◆ **TASK INSTRUCTIONS**
Among the records below, find each line containing the word "trunk" and copy it.

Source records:
☆ ☆ ☆
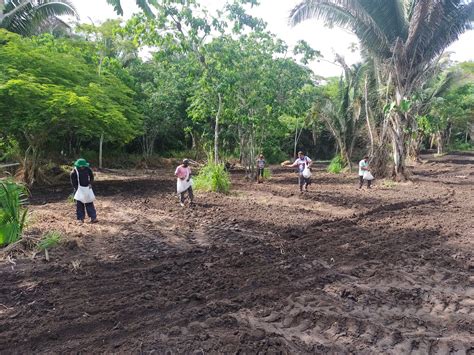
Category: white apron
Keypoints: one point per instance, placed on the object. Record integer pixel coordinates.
(183, 184)
(83, 193)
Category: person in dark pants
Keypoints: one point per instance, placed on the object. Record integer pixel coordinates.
(302, 162)
(363, 167)
(184, 182)
(85, 178)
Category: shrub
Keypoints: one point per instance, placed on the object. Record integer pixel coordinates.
(213, 177)
(337, 165)
(461, 146)
(50, 240)
(13, 198)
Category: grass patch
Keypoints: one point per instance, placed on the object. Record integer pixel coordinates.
(336, 166)
(213, 177)
(389, 184)
(13, 199)
(49, 241)
(267, 174)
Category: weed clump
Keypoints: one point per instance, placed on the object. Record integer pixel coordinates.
(13, 199)
(337, 165)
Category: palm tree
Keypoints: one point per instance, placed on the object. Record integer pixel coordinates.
(25, 17)
(405, 37)
(144, 5)
(343, 114)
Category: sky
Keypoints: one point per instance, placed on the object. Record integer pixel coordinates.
(275, 13)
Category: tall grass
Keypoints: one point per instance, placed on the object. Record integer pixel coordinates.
(213, 177)
(337, 165)
(13, 198)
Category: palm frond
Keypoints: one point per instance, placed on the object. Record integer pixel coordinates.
(142, 4)
(26, 16)
(346, 14)
(455, 21)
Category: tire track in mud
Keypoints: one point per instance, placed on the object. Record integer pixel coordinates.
(222, 283)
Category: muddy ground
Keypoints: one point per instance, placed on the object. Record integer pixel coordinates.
(336, 270)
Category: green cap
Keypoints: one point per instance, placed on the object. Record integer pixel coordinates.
(81, 163)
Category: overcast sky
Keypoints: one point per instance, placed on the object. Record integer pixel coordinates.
(275, 13)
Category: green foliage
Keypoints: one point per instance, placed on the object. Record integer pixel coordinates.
(213, 177)
(34, 16)
(388, 184)
(13, 198)
(47, 85)
(461, 146)
(337, 165)
(50, 240)
(267, 174)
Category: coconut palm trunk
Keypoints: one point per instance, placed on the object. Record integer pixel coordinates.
(405, 36)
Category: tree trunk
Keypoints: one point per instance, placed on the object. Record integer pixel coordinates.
(216, 131)
(101, 142)
(369, 126)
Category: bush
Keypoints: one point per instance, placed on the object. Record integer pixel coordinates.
(462, 146)
(337, 165)
(213, 177)
(50, 240)
(13, 198)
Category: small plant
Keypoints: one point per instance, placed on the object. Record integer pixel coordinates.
(462, 146)
(13, 199)
(49, 241)
(213, 177)
(389, 184)
(337, 165)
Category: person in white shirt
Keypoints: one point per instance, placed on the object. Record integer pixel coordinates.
(363, 167)
(302, 162)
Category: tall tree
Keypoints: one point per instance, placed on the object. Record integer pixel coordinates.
(405, 37)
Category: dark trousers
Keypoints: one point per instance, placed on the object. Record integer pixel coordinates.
(81, 210)
(182, 196)
(303, 181)
(361, 182)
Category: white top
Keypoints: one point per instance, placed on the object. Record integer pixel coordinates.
(301, 163)
(363, 164)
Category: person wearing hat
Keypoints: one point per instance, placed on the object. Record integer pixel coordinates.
(260, 168)
(81, 179)
(302, 163)
(184, 182)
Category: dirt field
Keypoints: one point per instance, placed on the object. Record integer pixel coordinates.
(336, 270)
☆ ☆ ☆
◆ **WRITTEN SOLUTION**
Category: coconut palm trunk
Category: tree trunk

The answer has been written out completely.